## AUFGABE 1
Beantworte zum Text über das Wohnprojekt in Heimerdingen diese Fragen:
(a) Wie heißt der Geschäftsführer des Hauses?
(b) Wie viele Pflege-Apartments hat die Wohnanlage?
(c) Für wie viele Demenz-Wohngruppen gibt es dort Raum?
## AUFGABE 2
Schreib den Abschnitt aus dem Text über das Wohnprojekt von „Das generationsübergreifende Wohnprojekt“ bis „Spaziergänger, Vereine, Kaffeekränzchen.“ noch einmal ab und tausch dabei „Tagespflege“ gegen „Kurzzeitpflege“ aus.

## TEXTAUSZUG
------------------------------------------------------------------------
Ein landesweit innovatives Wohnprojekt in Ditzingen soll Generationen verbinden und Pflege dort bieten, wo sie nötig ist. Die Realität sieht anders aus

Aus der Küche sind Stimmen zu hören, in der Cafeteria sitzt ein einziger Gast. Auch die Terrasse, von der man einen Blick in die weite Landschaft hat, ist leer. Es ist ruhig im Wilfried-Börgerling-Haus in Heimerdingen. Ein Bewohner macht sich in Richtung Ortsmitte des Ditzinger Ortsteils auf. „Wenn das Haus voll belegt ist, dann kommt hier richtig Leben rein“, sagt der Geschäftsführer Levin Kalmbach. Dann funktioniere auch das Konzept des Projekts, das Wohnen und bei Bedarf ambulanter Pflege verbindet. „Hier entsteht etwas, was ein Quartiersmittelpunkt werden kann.“

 

Das generationsübergreifende Wohnprojekt war zum Zeitpunkt seiner Planung landesweit einmalig. In der Wohnanlage befinden sich 27 Wohnungen, von denen 18 auf dem freien Markt vermietet werden, sowie 16 Pflege-Apartments. Zudem ist Raum für zwei Demenz-Wohngruppen. Die Einrichtung hat eine Tagespflege und einen eigenen ambulanten Dienst. Ihre Cafeteria mit der großen Terrasse, in der ein Mittagstisch angeboten wird, steht jedem offen – Spaziergänger, Vereine, Kaffeekränzchen.
------------------------------------------------------------------------
## AUSGELESENE DATEN
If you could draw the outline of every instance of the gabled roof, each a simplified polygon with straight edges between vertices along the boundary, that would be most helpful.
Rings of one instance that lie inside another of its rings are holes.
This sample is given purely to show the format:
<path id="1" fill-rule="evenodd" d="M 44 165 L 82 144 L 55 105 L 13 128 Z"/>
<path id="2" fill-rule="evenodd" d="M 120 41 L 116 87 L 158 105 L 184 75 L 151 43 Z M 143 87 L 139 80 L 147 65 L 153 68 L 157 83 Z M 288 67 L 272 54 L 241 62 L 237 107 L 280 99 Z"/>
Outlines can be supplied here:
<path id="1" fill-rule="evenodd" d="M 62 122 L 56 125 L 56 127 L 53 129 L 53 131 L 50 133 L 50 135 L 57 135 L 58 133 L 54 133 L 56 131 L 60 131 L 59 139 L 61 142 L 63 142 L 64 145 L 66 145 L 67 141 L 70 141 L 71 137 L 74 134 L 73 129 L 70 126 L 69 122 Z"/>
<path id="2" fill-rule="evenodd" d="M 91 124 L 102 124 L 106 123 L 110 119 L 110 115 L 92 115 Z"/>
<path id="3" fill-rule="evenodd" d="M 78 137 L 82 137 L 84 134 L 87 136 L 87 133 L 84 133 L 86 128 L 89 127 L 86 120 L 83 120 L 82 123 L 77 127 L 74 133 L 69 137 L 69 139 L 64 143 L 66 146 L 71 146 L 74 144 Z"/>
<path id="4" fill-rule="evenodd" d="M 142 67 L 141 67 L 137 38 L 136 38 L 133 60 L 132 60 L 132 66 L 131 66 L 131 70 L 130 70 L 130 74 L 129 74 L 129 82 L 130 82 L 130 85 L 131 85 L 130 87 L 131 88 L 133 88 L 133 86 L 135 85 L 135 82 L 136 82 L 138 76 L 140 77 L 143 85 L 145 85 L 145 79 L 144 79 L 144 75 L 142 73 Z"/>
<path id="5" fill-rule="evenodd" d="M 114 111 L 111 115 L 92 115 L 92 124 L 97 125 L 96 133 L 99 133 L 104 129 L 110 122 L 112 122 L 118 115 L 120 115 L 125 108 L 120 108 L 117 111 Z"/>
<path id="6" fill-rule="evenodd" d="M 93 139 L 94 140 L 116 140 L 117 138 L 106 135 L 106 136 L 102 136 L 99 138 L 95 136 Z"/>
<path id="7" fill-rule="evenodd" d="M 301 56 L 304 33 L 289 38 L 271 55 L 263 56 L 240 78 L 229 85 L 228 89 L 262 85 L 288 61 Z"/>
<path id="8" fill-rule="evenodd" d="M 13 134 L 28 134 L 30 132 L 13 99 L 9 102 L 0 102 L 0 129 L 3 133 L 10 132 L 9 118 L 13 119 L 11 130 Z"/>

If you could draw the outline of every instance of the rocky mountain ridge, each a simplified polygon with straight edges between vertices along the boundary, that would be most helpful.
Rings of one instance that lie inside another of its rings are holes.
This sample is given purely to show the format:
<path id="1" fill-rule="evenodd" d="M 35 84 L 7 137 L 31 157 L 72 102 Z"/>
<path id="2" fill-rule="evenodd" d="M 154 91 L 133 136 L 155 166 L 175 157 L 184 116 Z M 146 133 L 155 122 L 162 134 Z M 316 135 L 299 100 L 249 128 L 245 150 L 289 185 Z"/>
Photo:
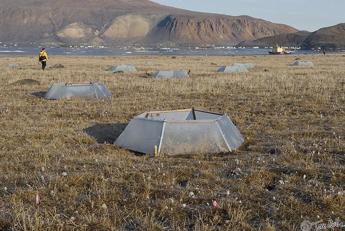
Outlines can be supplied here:
<path id="1" fill-rule="evenodd" d="M 235 45 L 297 31 L 247 16 L 190 11 L 148 0 L 0 2 L 0 41 L 5 42 Z"/>

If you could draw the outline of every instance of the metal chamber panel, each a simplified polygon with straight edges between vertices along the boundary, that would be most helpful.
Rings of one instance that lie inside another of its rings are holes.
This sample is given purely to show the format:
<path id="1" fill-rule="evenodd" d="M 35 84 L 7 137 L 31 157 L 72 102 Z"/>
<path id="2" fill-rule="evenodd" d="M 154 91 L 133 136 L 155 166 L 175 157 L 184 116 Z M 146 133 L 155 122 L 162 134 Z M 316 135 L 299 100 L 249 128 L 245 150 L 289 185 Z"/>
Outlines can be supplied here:
<path id="1" fill-rule="evenodd" d="M 44 98 L 58 99 L 103 99 L 113 95 L 102 83 L 54 83 Z"/>
<path id="2" fill-rule="evenodd" d="M 148 154 L 155 153 L 162 136 L 165 122 L 134 117 L 115 144 L 132 151 Z"/>
<path id="3" fill-rule="evenodd" d="M 169 155 L 229 151 L 213 121 L 167 123 L 161 153 Z"/>
<path id="4" fill-rule="evenodd" d="M 248 72 L 245 66 L 222 66 L 217 71 L 218 72 Z"/>
<path id="5" fill-rule="evenodd" d="M 152 75 L 152 78 L 165 78 L 171 79 L 172 78 L 189 78 L 189 75 L 185 70 L 157 70 Z"/>
<path id="6" fill-rule="evenodd" d="M 216 123 L 230 151 L 237 149 L 244 141 L 241 133 L 226 115 L 221 116 Z"/>
<path id="7" fill-rule="evenodd" d="M 145 116 L 148 119 L 159 120 L 167 121 L 194 120 L 192 110 L 172 112 L 148 112 Z"/>
<path id="8" fill-rule="evenodd" d="M 109 69 L 110 71 L 137 71 L 136 67 L 131 65 L 121 65 L 113 66 Z"/>

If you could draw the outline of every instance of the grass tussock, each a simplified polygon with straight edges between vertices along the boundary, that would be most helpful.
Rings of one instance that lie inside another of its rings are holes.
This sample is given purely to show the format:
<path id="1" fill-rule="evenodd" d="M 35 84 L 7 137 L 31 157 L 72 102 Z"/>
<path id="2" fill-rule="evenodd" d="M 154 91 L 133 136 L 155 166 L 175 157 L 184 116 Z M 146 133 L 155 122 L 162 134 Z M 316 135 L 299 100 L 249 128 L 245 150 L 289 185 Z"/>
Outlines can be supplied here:
<path id="1" fill-rule="evenodd" d="M 345 219 L 344 58 L 299 56 L 306 68 L 297 58 L 54 56 L 47 67 L 65 68 L 43 71 L 35 57 L 0 57 L 0 230 L 294 230 Z M 215 72 L 233 63 L 255 68 Z M 138 71 L 105 70 L 118 64 Z M 191 78 L 138 77 L 156 69 Z M 41 99 L 53 83 L 89 81 L 115 97 Z M 135 115 L 191 107 L 226 113 L 247 138 L 235 153 L 157 158 L 111 144 Z"/>

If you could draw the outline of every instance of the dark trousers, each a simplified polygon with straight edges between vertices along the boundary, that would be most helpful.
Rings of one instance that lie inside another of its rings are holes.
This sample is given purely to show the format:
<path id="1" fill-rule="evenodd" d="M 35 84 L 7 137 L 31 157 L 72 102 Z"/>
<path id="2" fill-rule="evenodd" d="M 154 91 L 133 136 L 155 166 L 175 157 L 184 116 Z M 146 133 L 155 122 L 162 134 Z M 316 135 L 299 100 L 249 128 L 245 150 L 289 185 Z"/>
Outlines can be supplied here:
<path id="1" fill-rule="evenodd" d="M 42 69 L 44 70 L 45 66 L 47 66 L 47 61 L 41 61 L 41 63 L 42 63 Z"/>

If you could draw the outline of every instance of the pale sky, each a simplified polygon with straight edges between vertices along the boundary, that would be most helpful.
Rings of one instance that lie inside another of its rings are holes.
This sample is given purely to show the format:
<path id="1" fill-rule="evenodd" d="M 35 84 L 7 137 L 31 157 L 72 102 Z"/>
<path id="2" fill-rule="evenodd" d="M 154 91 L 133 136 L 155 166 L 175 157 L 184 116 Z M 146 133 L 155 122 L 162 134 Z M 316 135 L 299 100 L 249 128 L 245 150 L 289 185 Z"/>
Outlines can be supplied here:
<path id="1" fill-rule="evenodd" d="M 314 32 L 345 23 L 345 0 L 151 0 L 195 11 L 249 15 Z"/>

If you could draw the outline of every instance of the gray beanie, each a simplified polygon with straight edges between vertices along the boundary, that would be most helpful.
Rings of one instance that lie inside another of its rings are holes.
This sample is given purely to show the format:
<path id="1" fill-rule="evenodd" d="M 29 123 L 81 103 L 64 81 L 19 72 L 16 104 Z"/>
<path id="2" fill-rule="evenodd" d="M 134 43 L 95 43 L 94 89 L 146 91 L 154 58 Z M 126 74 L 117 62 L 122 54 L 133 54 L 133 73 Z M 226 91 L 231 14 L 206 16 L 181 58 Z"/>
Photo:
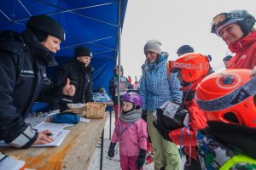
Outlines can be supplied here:
<path id="1" fill-rule="evenodd" d="M 158 40 L 148 40 L 144 46 L 144 52 L 152 51 L 160 55 L 162 53 L 160 45 L 161 42 L 160 42 Z"/>

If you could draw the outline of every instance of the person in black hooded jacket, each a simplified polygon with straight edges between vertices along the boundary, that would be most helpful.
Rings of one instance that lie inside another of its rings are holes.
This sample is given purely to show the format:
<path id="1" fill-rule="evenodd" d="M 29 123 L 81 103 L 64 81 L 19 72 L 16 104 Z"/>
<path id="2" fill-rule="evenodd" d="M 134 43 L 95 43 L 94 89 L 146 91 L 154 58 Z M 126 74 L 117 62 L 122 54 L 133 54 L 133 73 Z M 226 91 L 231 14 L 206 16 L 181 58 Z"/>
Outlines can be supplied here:
<path id="1" fill-rule="evenodd" d="M 64 111 L 68 110 L 68 103 L 87 103 L 93 101 L 92 76 L 93 68 L 90 65 L 92 58 L 91 51 L 85 46 L 75 48 L 74 59 L 61 65 L 55 75 L 54 86 L 63 87 L 69 77 L 76 88 L 73 96 L 64 96 L 60 102 L 51 104 L 52 110 Z"/>
<path id="2" fill-rule="evenodd" d="M 45 68 L 56 64 L 54 54 L 65 40 L 62 26 L 47 15 L 32 16 L 20 33 L 0 32 L 0 140 L 17 148 L 47 144 L 49 130 L 37 132 L 25 122 L 35 101 L 73 95 L 67 80 L 63 88 L 50 87 Z"/>

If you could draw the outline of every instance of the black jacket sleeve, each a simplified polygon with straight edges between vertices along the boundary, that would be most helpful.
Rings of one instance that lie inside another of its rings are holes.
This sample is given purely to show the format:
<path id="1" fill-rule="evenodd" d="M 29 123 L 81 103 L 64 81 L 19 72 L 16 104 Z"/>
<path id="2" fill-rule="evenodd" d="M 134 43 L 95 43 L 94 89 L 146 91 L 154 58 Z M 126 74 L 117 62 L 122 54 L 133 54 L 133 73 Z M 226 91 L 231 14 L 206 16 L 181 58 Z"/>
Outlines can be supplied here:
<path id="1" fill-rule="evenodd" d="M 0 139 L 15 147 L 29 147 L 38 133 L 26 124 L 14 102 L 16 83 L 15 58 L 0 51 Z M 26 92 L 25 92 L 26 93 Z"/>
<path id="2" fill-rule="evenodd" d="M 52 88 L 48 90 L 48 95 L 51 96 L 58 96 L 57 99 L 53 98 L 50 102 L 50 109 L 51 110 L 58 110 L 60 109 L 60 103 L 63 97 L 62 95 L 62 88 L 65 86 L 67 79 L 68 70 L 64 66 L 61 66 L 57 68 L 55 77 L 52 84 Z M 72 82 L 71 82 L 72 83 Z M 66 96 L 65 96 L 66 97 Z M 67 98 L 72 98 L 71 96 L 67 96 Z"/>
<path id="3" fill-rule="evenodd" d="M 90 75 L 90 82 L 87 86 L 87 88 L 85 89 L 85 103 L 87 102 L 93 102 L 93 96 L 92 96 L 92 76 Z"/>

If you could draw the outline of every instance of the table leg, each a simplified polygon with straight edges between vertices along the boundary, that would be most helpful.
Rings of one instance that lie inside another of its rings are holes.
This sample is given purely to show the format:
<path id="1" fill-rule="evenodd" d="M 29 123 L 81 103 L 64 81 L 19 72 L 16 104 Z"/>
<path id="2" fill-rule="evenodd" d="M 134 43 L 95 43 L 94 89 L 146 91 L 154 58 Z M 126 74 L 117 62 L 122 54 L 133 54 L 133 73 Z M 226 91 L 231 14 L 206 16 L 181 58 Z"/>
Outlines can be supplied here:
<path id="1" fill-rule="evenodd" d="M 102 142 L 101 142 L 101 162 L 100 162 L 100 170 L 102 170 L 102 162 L 103 162 L 103 148 L 104 148 L 104 128 L 102 133 Z"/>

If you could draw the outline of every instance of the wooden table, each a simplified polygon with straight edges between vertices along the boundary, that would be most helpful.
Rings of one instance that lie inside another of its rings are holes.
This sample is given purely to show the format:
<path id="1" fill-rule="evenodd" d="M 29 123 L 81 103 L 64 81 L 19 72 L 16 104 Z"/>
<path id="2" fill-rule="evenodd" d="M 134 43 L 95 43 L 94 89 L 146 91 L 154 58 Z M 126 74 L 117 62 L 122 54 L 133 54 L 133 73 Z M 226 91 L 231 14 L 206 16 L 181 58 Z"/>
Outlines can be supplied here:
<path id="1" fill-rule="evenodd" d="M 90 122 L 79 122 L 70 130 L 61 146 L 30 147 L 26 150 L 13 147 L 0 147 L 0 151 L 26 161 L 26 167 L 32 169 L 88 169 L 97 142 L 101 141 L 101 166 L 102 168 L 102 150 L 104 126 L 108 115 L 102 119 L 91 119 Z"/>

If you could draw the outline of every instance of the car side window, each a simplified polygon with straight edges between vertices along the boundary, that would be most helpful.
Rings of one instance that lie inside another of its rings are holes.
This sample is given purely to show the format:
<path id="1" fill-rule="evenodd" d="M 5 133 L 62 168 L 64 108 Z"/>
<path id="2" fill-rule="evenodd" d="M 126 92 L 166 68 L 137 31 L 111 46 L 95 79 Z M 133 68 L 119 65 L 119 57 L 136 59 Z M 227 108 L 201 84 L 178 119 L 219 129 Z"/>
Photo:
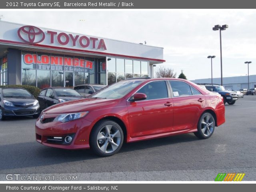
------------------------------------------------------------------------
## LÖSUNG 1
(a) Levin Kalmbach
(b) 16
(c) Für zwei

## LÖSUNG 2
Das generationsübergreifende Wohnprojekt war zum Zeitpunkt seiner Planung landesweit einmalig. In der Wohnanlage befinden sich 27 Wohnungen, von denen 18 auf dem freien Markt vermietet werden, sowie 16 Pflege-Apartments. Zudem ist Raum für zwei Demenz-Wohngruppen. Die Einrichtung hat eine Kurzzeitpflege und einen eigenen ambulanten Dienst. Ihre Cafeteria mit der großen Terrasse, in der ein Mittagstisch angeboten wird, steht jedem offen – Spaziergänger, Vereine, Kaffeekränzchen.